START

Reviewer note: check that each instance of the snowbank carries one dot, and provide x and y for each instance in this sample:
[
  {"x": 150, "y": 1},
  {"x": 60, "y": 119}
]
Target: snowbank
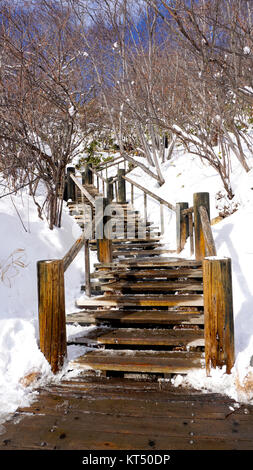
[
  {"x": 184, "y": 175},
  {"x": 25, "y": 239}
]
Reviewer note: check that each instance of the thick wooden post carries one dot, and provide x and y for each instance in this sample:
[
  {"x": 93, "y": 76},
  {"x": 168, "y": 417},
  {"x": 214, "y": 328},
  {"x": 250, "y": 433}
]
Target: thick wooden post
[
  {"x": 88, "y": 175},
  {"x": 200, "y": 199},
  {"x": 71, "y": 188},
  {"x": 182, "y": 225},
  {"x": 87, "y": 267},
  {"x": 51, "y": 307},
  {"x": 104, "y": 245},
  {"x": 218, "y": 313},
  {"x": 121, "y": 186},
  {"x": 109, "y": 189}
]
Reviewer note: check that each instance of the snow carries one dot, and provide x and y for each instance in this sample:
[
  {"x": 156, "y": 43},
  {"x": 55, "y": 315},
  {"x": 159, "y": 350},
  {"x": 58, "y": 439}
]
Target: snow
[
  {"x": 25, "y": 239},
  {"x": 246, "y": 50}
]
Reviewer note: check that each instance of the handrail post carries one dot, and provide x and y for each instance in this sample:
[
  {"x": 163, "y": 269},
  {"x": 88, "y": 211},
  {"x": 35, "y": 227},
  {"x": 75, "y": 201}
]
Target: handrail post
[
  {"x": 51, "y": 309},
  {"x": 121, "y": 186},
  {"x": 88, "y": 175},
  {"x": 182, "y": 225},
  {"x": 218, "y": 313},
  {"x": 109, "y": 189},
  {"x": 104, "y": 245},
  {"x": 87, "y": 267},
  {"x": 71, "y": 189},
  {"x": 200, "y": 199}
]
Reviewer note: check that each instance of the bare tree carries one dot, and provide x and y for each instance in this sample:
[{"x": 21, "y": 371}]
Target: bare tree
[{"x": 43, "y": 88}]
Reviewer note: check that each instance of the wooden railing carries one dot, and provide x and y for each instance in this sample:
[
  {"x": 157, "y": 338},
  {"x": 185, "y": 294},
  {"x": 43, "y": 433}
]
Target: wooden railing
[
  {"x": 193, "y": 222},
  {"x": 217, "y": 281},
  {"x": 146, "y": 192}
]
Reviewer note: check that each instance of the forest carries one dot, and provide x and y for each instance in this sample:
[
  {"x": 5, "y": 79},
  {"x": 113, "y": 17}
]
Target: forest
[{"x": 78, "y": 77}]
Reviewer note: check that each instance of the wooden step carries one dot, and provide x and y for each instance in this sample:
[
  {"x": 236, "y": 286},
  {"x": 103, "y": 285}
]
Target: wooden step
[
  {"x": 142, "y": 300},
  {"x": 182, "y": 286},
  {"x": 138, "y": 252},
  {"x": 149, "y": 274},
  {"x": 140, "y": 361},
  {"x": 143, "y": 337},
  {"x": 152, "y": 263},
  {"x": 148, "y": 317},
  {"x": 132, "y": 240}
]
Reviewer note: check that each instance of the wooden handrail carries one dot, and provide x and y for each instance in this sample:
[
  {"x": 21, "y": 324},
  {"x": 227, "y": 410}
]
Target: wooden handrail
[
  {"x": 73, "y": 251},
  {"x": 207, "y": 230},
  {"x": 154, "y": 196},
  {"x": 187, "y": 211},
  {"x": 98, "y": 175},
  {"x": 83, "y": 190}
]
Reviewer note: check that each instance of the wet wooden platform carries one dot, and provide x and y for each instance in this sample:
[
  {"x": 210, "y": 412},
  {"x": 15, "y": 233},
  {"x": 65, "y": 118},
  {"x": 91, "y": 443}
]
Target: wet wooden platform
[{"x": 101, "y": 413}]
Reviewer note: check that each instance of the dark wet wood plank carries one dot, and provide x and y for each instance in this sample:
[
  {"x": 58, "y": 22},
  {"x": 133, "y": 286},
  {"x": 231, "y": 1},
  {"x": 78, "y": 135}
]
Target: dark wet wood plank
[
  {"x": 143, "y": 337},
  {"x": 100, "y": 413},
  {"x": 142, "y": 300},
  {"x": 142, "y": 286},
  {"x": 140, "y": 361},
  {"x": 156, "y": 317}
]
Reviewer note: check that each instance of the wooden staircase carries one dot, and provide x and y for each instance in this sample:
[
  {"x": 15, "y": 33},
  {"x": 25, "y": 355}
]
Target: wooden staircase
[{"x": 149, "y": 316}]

END
START

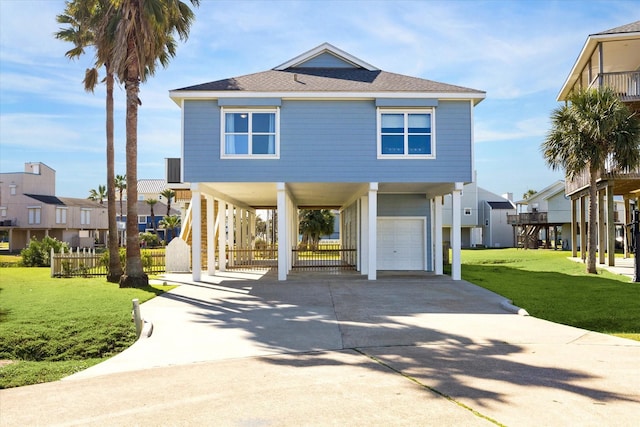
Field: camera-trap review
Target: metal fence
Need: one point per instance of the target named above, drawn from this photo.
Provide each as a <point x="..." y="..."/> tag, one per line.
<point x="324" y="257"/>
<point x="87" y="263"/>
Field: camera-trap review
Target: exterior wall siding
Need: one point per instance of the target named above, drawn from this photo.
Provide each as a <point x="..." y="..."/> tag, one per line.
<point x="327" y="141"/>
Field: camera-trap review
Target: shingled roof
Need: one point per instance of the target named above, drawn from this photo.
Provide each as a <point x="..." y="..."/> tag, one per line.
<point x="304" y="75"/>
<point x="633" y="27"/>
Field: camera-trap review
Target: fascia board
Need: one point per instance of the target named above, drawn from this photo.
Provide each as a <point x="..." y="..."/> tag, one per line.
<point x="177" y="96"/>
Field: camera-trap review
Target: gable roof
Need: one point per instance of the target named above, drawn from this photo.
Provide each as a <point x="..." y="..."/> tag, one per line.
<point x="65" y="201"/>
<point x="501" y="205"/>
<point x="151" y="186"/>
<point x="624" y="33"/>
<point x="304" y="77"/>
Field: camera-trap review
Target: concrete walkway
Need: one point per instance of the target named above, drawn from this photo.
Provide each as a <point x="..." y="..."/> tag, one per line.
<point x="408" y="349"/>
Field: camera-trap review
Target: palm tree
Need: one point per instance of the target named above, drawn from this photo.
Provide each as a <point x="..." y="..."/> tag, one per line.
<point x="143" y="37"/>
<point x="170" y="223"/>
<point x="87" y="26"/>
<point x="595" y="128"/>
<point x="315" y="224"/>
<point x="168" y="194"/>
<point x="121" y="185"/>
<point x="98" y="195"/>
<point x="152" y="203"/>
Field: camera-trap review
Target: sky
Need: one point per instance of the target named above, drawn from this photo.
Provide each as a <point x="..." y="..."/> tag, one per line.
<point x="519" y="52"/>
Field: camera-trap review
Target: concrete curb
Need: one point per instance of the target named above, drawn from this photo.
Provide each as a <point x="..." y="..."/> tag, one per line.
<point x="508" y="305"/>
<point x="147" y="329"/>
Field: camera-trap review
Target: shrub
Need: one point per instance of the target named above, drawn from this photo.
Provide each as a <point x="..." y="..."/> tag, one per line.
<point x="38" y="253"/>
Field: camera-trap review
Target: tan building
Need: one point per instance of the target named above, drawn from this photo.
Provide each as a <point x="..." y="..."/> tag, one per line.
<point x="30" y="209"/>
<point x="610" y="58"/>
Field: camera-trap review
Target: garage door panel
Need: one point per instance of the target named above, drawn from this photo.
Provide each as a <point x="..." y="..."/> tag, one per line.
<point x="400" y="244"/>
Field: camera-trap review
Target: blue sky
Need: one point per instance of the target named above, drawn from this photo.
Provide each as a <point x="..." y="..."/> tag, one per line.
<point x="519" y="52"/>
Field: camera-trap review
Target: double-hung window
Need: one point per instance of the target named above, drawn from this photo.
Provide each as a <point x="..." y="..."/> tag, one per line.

END
START

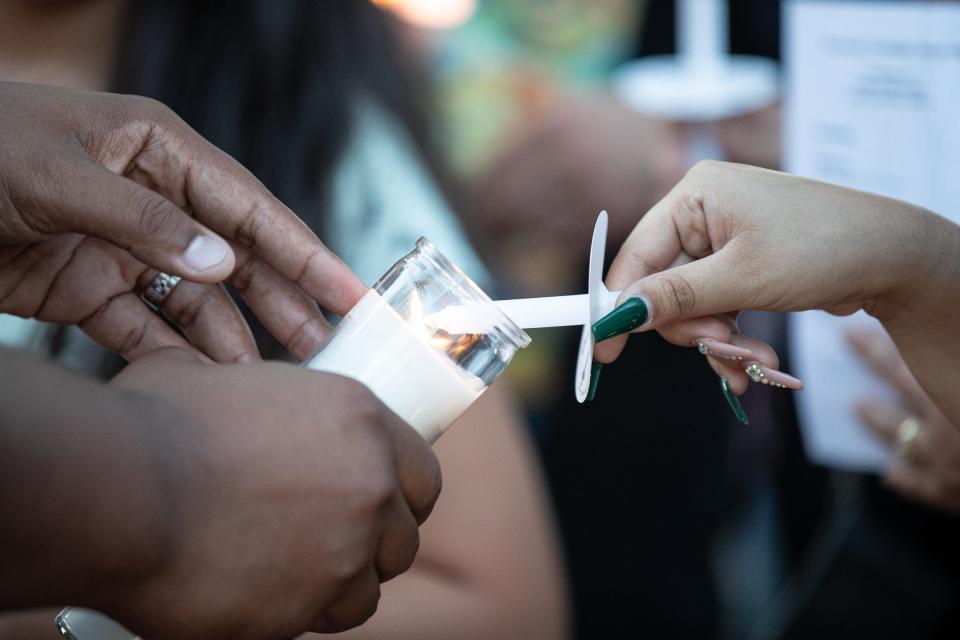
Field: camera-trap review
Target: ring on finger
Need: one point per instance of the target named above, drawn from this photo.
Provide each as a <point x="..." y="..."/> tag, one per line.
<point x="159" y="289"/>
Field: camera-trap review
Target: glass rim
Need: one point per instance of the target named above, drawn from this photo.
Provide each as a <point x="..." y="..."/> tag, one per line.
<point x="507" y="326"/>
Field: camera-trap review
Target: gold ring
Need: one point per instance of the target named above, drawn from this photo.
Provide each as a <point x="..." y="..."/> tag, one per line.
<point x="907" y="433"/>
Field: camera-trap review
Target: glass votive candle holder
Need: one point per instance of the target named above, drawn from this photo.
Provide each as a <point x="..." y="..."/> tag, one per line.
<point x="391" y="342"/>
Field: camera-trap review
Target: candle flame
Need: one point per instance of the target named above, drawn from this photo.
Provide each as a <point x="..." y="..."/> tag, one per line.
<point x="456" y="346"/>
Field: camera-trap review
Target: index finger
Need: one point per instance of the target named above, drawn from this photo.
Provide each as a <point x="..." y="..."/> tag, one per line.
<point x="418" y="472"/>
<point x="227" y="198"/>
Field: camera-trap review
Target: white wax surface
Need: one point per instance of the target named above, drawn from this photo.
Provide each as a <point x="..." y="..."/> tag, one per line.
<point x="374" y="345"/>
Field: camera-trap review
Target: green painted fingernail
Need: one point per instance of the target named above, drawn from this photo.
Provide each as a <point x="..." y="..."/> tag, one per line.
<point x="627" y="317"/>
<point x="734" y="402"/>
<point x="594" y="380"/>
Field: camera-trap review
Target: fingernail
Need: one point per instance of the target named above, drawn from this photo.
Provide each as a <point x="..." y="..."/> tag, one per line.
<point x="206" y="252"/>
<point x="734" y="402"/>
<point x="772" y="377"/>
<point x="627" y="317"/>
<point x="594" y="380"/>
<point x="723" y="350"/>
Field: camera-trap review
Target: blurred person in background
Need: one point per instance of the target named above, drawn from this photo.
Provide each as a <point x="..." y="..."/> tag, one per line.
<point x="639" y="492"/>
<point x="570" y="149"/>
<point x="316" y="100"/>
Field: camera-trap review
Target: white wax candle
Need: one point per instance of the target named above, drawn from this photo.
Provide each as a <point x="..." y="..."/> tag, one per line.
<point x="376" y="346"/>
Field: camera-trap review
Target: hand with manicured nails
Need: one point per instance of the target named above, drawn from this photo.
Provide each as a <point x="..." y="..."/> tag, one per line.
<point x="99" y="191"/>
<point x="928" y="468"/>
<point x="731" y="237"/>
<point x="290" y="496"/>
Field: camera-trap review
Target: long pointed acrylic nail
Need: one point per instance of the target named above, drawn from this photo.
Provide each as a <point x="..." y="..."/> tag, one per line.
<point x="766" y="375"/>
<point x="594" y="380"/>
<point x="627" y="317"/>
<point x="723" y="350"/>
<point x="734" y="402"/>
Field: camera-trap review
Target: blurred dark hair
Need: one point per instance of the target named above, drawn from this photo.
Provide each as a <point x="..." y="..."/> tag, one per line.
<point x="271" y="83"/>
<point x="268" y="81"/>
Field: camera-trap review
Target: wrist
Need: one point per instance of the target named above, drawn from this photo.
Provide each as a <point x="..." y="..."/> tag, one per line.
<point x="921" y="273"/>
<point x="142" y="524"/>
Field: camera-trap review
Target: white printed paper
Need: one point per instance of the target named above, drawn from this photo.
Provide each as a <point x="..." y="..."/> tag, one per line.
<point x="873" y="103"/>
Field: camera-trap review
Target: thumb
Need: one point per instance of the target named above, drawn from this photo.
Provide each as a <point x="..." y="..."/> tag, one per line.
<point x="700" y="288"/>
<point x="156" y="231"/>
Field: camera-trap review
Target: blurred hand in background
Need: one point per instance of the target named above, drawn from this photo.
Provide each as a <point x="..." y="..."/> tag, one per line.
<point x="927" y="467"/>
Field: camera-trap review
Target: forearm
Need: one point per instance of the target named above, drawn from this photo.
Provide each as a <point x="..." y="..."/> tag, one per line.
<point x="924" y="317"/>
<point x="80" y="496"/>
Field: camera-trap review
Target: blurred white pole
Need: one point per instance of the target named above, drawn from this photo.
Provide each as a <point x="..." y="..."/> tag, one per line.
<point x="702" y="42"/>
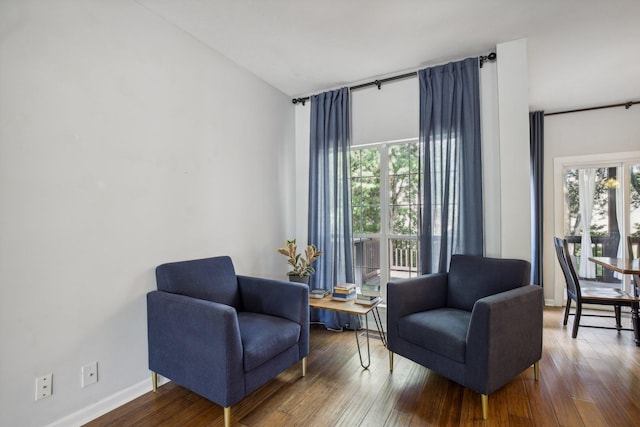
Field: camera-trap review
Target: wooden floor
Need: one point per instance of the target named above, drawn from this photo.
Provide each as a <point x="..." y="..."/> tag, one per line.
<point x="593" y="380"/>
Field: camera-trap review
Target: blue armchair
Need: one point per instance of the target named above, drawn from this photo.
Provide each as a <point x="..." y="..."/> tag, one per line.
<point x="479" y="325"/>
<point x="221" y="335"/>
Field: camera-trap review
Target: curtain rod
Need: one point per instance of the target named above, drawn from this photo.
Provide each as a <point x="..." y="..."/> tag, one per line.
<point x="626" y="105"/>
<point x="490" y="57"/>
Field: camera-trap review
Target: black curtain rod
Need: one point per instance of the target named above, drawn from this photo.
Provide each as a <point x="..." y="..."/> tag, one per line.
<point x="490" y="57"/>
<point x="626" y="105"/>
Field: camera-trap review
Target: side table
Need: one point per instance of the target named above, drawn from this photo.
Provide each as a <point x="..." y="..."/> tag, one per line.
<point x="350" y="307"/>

END

Prompt
Find every line in the rows above that contains the word "white" and copy each one out in full.

Full solution
Target: white wax surface
Target: white wax candle
Target: white printed paper
Target: blurred white pole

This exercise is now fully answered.